_Activity_
Could every line of the data be copied out once more, exactly?

_Given data_
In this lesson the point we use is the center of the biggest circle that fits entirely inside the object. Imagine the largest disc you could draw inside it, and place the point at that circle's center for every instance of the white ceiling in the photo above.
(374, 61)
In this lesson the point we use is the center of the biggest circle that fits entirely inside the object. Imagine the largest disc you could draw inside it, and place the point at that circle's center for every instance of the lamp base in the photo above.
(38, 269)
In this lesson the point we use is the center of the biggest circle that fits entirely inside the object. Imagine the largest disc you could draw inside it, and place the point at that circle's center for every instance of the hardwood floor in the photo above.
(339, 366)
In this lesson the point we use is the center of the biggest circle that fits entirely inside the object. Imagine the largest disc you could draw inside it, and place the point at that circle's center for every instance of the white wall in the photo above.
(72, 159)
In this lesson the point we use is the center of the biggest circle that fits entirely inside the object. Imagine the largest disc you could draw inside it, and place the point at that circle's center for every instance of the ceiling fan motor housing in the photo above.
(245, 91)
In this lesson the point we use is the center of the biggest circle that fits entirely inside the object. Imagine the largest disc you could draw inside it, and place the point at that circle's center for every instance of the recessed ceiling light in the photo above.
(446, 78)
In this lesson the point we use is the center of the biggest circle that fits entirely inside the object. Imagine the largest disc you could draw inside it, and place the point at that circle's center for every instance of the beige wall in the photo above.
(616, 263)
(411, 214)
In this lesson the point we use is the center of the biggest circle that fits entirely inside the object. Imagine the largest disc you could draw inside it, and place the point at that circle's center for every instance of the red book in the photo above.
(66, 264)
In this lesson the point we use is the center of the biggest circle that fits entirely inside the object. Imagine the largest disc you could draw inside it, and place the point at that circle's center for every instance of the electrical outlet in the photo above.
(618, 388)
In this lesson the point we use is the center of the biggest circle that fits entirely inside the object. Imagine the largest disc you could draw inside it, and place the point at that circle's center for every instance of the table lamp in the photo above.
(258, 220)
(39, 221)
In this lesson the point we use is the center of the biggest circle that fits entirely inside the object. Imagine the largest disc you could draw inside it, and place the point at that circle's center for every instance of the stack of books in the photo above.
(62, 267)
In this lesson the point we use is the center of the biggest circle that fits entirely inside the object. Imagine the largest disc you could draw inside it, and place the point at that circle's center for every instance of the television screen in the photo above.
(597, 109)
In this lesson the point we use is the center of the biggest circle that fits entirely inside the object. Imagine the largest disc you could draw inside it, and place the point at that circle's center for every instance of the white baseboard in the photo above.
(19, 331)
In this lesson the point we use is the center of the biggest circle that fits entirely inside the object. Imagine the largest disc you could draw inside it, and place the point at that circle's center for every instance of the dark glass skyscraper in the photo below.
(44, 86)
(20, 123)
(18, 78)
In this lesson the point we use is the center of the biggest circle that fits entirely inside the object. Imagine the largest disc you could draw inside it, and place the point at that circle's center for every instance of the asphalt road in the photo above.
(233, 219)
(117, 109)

_Task response_
In this lesson the point we use is the center of the biggest circle that fits entirely inside the object. Imagine the largest disc you could draw inside it, and place the point at that circle's center for every instance of the white ceiling in the photo above.
(374, 61)
In this lesson the point we use is the center of the biggest circle that fits entirely inside the object. Imagine the largest disc you could draw inside it, and place the point at that circle's center for every instance of the lamp base in the photo above.
(38, 269)
In this lesson the point we use is the center of the biggest circle that fits entirely inside the object. Imagine the largest disc you could draw inside it, and place the point at that circle's center for every instance of the hardwood floor in the photo above.
(339, 366)
In this lesson the point we use is the center of the biggest circle that fits entirely inside the object. Imagine the largest disc you could draw inside it, and place the point at that circle's center for every instance of the white wall in the photo above.
(72, 159)
In this lesson the point we use is the center of the biggest circle that fits entirely inside the object. Imagine the largest disc you could draw inside it, and place the point at that circle's center for every instance of the ceiling fan motor housing in the photo above.
(245, 91)
In this lesson the point we use is the center of the biggest circle that fits entirely inside the object. Imagine the largest disc you could draw inside it, and place the point at that circle's center for every instance of the recessed ceiling light in the photo above.
(446, 78)
In this lesson the point we use is the center of the biggest circle that fits entirely inside the object. Imagine the largest disc you could draw inside it, and place the point at that circle's center for every instance of the beige wall in the photo above.
(616, 263)
(411, 214)
In this lesson the point we use is the center of the biggest circle that fits entirely inside the object. Imagine the largest disc you could draw inside it, and place the point at that circle's center for every instance of the red book in the photo above.
(66, 264)
In this lesson the point we use is the center of the biggest circle that fits entirely inside the object. Imagine the largest disc you could draw inside it, and place the point at that circle's center for every instance of the electrical outlet in the photo above.
(618, 388)
In this lesson the point we use is the center of the biggest circle that fits entirely inside the object. Imagine the largest disc you could draw inside it, and place the point at that circle's center for every instance of the table lamp in the photo above.
(258, 220)
(39, 221)
In this lesson the point we use is the center of the biggest circle that fits entirely inside the object. Imagine the largest disc you could draw inside it, and place the point at that circle's center for every instance of the stack of books in the photo above.
(62, 267)
In this lesson the point we use is the center of the biggest circle that fits entirely inside the object. Imagine the largest disc you could draw inside it, and place the point at that circle's center for every instance of the television screen in the photo above.
(597, 109)
In this lesson the point we use is the center of the biggest circle that fits entirely inside the object. Imagine the largest disc you could draw inside it, and place the point at that circle's center for every instance of the white baseboard in the photo above.
(19, 331)
In this lesson the point we use is the center of the biggest circle that fits entirely inside the object. Imagine the largest disc you could draw inside it, and place the point at that circle's center for every instance of the dark glass skyscraper in the photo below.
(44, 86)
(20, 123)
(18, 78)
In this lesson the point we use is the center of the biggest circle that fits entirely inside the object. Imagine the largest disc you could draw inside it, and place the point at that circle's center for every instance of the asphalt road in the photo above.
(233, 219)
(117, 109)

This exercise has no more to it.